··· DOCUMENT EXTRACT

What We’re Watching – 8/24/11

 

Tabloid

When I heard a new Errol Morris documentary was coming out, I squealed, which confused my husband, because I don’t normally make that noise. I remember seeing The Thin Blue Line on PBS back in 1988 and being amazed at how different it was than anything else I had seen before. Morris had used interviews, reenactments, and a Philip Glass score to tell the story of Randall Adams, a man who claimed that he was wrongly convicted of killing a police officer. The composition of the film was so unusual I had some difficulty wrapping my mind around it—and then promptly watched it again as soon as I could. Also, in my mind, Morris’s The Fog of War: Eleven Lessons from the Life of Robert S. McNamara is one of the most engrossing films ever made. So yeah, I may have squealed.

Tabloid is not as important as those two movies, but it is very entertaining. The film tells the 1977 story of Joyce McKinney, a former beauty queen, who kidnapped her Mormon missionary ex-boyfriend Kirk Anderson and may or may not have held him captive and raped him over several days in England. The British tabloids had a field day with this story and ran several competing views of Joyce and her story: wronged romantic and virginal prostitute being just two of them. Kirk Anderson maintained that he was abducted and raped; Joyce McKinney states that he was freed from a cult and liberated with her love.

Morris does not take a side on this one. He just lets McKinney tell her story, and interjects interviews with journalists, friends, and other participants. (Kirk Anderson did not participate in this film.) It’s fairly obvious that Joyce McKinney is a few cards shy of a full deck, but it is hard to tell what is real and not real about her story. She takes obsessive, delusional love a step too far, but not so far that the audience cannot empathize with her. It’s the rare person who hasn’t loved more than maybe they ought to have. It is her insistence in maintaining this particular narrative as real that makes her so interesting as a person. Only she and Anderson really know what happened, and he isn’t speaking.

Aside from Joyce’s story, the film focuses how the tabloids handled this situation. Morris doesn’t take a stand on the tabloids’ methods; he lets the journalists speak for themselves. It’s hard to tell who had the most accurate picture of the McKinney story, but it’s pretty obvious that veracity was never the goal. Selling the most papers was the important thing, and each tabloid created whatever version of the story they thought would achieve those sales.

······

TASK STATEMENT:
Please repeat the Tabloid review word for word between "Morris does not" and "he isn’t speaking.", inclusive.

··· DATASET ROWS

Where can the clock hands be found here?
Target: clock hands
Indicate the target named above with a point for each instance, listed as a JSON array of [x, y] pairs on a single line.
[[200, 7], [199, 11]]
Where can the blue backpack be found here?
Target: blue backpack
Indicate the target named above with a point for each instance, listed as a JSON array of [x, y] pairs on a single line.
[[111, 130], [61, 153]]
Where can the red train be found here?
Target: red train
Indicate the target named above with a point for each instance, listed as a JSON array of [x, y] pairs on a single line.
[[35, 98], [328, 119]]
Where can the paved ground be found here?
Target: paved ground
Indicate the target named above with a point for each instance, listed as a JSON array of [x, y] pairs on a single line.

······

RESULT OF THIS TASK:
Morris does not take a side on this one. He just lets McKinney tell her story, and interjects interviews with journalists, friends, and other participants. (Kirk Anderson did not participate in this film.) It’s fairly obvious that Joyce McKinney is a few cards shy of a full deck, but it is hard to tell what is real and not real about her story. She takes obsessive, delusional love a step too far, but not so far that the audience cannot empathize with her. It’s the rare person who hasn’t loved more than maybe they ought to have. It is her insistence in maintaining this particular narrative as real that makes her so interesting as a person. Only she and Anderson really know what happened, and he isn’t speaking.